= EXERCISE REQUIREMENTS =
Retype all of the material below verbatim, changing nothing.

**** INFORMATION PROVIDED

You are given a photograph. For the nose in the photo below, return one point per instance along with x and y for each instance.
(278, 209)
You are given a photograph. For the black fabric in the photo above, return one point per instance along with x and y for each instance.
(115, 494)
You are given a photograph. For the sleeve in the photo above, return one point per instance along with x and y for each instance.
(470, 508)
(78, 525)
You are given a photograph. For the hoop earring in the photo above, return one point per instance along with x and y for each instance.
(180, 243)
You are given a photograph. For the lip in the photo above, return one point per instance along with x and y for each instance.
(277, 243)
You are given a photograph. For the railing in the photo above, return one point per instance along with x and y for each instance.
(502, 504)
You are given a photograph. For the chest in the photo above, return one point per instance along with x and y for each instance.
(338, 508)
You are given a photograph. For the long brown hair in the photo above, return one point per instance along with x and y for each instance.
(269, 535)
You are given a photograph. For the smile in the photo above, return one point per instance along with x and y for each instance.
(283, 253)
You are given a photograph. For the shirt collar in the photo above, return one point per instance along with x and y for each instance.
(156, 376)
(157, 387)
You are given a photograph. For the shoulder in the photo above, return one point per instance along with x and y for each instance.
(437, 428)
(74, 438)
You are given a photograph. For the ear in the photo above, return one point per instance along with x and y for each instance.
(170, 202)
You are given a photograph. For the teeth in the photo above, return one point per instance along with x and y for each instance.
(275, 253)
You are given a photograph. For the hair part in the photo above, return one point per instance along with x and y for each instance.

********

= OUTPUT FOR THIS TASK =
You are given a photograph. For the nose in the photo below, return one point per instance along with x and y for each instance.
(278, 209)
You are given a photograph. For the black fabric in the photo above, return one point per instance along with x and y for each instance.
(115, 494)
You are given a photograph. For the sleeve in the photo above, return one point per instance along with x and y for each instance.
(470, 508)
(78, 525)
You are given a photograph. For the hoop earring in the photo above, return one point per instance along with x and y for each instance.
(180, 243)
You are given a photograph. For the lip in the photo above, return one point per instance along with x and y for each instance.
(277, 243)
You are given a photograph. For the railing in the photo above, return one point per instance along with x and y for each instance.
(502, 504)
You are given a photograph. For the chest in the photo above, return one point per instance along with x and y for each instance.
(338, 508)
You are given a photograph. For the long brown hair in the photo above, return one point per instance along with x and y for each instance.
(269, 535)
You are given a photograph. For the smile in the photo above, return one point per instance along with x and y for each instance.
(283, 253)
You are given a photograph. For the shirt collar in the photo above, return one point per instance along with x and y for each instance.
(156, 376)
(157, 387)
You are given a photograph. For the shoulder in the photo above, return one point per instance along with x and y for each instance.
(437, 428)
(74, 438)
You are given a photograph. For the ear in the photo above, return one point per instance along with x and y for each instance.
(170, 202)
You are given a photograph. For the teeth in the photo above, return one point per instance along with x and y for each instance.
(275, 253)
You are given a photograph. For the hair part in the photo above, return one point per instance along with x and y for each instance.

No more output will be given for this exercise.